◆ **TEXT PASSAGE**:
(By Christopher Campbell, Queen’s University)
Don’t misunderstand me. I’m not a theorist. Some of my best friends are academics. Hell, even my partner is an academic. They just don’t have to be so open with their theorizing. Sometimes I just think that academics should leave our children alone.
True, our children’s minds are gardens that must be tilled, and where better to fertilize young brains than universities? There, our children can rub mental shoulders with bright minds, aspiring minds, and, above all, like minds. But something has disrupted the university process. Universities were meant to establish free thought and discussion, but campuses are now arenas of offence, where accusations attract the attention of academically enthused students and their institutional overseers. And once the academics get a hold of you, their all-persuasive normalizing powers eagerly await your extracted apology.
Really, my words may sound tough, but I tell you I’m not a theorist. Some of my best friends are academics. I realize how harsh this must sound to them, my attacking the space where their kind is allowed to roam uncontested, where the disagreements that fuel discussion are stifled until all are of one timid, sensitive mind. But we must not allow the academic agenda to dampen us with its theories.
Take the case of Brian Farnan, a vice-president in the Students’ Society of McGill University (SSMU). Farnan distributed an email in October with a link to a doctored video of President Obama kicking down a door in frustration after a news conference. His intention was to make light of student frustration with midterm exams. The video, which first appeared on The Tonight Show in 2010, and the sending of it by Farnan has been deemed an instance of microaggression.
An old theory, microaggression has had an on-campus resurgence since its coining in the 1970s by Chester Pierce, a psychiatrist at Harvard. Microaggression is an “everyday slight, putdown, indignity, or invalidation unintentionally directed toward a marginalized group,” says Dr. Derald Sue, a professor of psychology at Columbia University. According to Sue, microaggression has become one of the most researched areas in psychology literature and is now moving into popular literature.
Another day, another theory, and another apology. One single complaint was all that was needed to trigger an investigation into Farnan’s email, one complaint out of the 22,000 students who received the video. Farnan was found to have committed, unknowingly, an act of microaggression. Offence toward a group? Only one complainant. Evidence of wrongdoing? The complainant having been offended. End of story. Farnan was forced to apologize, saying,
Oppression, as outlined in SSMU’s Equity Policy, means the exercise of power by a group of people over another group of people with specific consideration of cultural, historical and living legacies. The image in question was an extension of the cultural, historical and living legacy surrounding people of color—particularly young men—being portrayed as violent in contemporary culture and media. By using this particular image of President Obama, I unknowingly perpetuated this living legacy and subsequently allowed a medium of SSMU’s communication to become the site of a microaggression; for this, I am deeply sorry.

◆ **DATASET ROWS**:
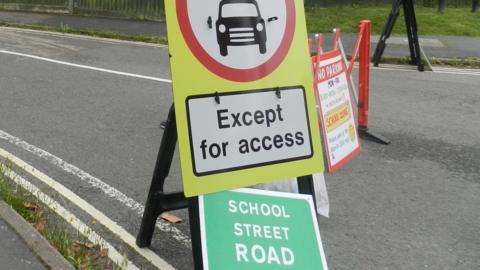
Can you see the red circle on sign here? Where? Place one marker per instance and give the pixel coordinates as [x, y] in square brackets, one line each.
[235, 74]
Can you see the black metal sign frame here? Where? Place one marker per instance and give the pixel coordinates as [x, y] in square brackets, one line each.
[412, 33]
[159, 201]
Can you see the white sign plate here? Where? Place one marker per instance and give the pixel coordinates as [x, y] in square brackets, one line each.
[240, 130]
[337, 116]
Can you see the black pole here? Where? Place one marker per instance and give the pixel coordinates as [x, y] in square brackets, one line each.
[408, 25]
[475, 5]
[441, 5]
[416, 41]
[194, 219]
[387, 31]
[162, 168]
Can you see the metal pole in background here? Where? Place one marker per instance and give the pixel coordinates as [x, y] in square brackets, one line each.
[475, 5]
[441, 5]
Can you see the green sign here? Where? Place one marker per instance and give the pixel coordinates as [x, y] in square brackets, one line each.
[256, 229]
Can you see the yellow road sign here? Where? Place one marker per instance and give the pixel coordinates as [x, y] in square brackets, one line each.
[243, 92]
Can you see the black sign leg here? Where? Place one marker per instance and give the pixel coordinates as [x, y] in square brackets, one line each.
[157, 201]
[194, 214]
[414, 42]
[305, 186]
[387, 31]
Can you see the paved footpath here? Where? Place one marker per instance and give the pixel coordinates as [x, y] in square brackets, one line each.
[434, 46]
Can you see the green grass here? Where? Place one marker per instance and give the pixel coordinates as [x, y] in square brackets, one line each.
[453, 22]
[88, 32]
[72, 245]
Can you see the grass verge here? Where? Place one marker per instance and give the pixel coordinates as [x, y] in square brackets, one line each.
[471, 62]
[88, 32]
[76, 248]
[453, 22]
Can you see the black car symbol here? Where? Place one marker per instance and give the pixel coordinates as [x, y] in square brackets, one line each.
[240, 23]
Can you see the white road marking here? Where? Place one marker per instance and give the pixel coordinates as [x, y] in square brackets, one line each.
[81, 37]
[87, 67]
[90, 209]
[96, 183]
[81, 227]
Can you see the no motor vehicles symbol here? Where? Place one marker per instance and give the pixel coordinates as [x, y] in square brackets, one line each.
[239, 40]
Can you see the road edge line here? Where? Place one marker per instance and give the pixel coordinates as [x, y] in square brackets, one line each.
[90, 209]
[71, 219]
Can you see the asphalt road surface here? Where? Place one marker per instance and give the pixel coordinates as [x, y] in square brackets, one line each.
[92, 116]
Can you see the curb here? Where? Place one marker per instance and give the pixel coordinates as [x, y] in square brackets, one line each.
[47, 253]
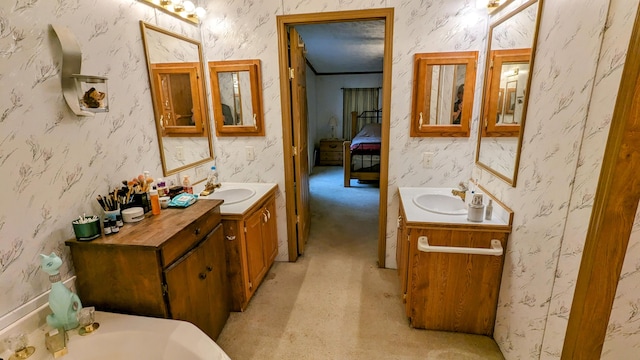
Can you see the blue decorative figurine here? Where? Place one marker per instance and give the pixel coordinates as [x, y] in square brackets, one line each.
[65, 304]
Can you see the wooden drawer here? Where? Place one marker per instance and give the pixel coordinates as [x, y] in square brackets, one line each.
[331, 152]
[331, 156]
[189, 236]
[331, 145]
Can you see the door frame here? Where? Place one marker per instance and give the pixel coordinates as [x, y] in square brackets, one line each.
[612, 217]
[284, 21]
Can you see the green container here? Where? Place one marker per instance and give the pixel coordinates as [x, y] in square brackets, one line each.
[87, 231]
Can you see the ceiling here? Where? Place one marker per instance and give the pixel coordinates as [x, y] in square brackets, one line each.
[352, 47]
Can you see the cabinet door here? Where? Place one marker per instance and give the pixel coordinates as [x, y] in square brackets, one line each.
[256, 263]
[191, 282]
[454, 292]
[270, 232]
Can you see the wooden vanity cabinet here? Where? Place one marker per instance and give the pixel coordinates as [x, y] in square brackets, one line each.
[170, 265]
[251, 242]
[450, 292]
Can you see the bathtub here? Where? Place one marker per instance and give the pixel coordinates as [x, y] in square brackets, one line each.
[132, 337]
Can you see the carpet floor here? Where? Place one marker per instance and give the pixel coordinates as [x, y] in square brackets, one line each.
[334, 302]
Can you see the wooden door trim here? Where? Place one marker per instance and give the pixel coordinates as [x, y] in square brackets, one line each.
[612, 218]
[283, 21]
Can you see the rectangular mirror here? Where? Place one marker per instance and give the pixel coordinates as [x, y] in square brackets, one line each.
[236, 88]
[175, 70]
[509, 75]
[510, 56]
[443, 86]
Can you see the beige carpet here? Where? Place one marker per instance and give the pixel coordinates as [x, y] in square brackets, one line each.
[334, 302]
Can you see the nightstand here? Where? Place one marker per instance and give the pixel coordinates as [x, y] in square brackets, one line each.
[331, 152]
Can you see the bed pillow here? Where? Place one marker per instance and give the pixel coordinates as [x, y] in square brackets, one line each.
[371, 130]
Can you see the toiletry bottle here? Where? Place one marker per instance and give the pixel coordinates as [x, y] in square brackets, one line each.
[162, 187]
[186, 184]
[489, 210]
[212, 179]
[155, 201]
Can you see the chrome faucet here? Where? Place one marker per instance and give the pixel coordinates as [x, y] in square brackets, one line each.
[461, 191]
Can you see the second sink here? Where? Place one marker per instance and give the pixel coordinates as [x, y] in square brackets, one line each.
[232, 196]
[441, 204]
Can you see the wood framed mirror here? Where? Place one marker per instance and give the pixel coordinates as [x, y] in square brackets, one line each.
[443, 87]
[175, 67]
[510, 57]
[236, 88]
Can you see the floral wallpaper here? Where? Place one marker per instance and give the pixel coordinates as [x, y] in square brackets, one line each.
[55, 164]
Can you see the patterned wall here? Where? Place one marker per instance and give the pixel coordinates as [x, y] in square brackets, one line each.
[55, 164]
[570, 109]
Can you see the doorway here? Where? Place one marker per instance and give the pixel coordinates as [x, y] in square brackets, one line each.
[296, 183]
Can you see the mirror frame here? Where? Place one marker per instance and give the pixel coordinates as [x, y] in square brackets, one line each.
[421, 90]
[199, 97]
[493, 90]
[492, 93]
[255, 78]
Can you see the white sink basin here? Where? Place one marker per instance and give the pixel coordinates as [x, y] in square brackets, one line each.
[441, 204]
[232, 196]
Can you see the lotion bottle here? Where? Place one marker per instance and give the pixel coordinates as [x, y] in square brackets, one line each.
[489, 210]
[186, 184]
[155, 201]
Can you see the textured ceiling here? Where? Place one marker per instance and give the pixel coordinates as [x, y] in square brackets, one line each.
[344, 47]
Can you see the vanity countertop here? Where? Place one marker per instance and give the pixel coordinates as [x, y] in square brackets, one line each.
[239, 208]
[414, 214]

◆ **WHAT TO WORK ON**:
A. Duplicate everything in the microaggression opinion piece from "Don’t misunderstand me." down to "our children alone.".
B. In the microaggression opinion piece, how many students received the video that Farnan sent?

◆ **OUTPUTS**:
A.
Don’t misunderstand me. I’m not a theorist. Some of my best friends are academics. Hell, even my partner is an academic. They just don’t have to be so open with their theorizing. Sometimes I just think that academics should leave our children alone.

B. 22,000 students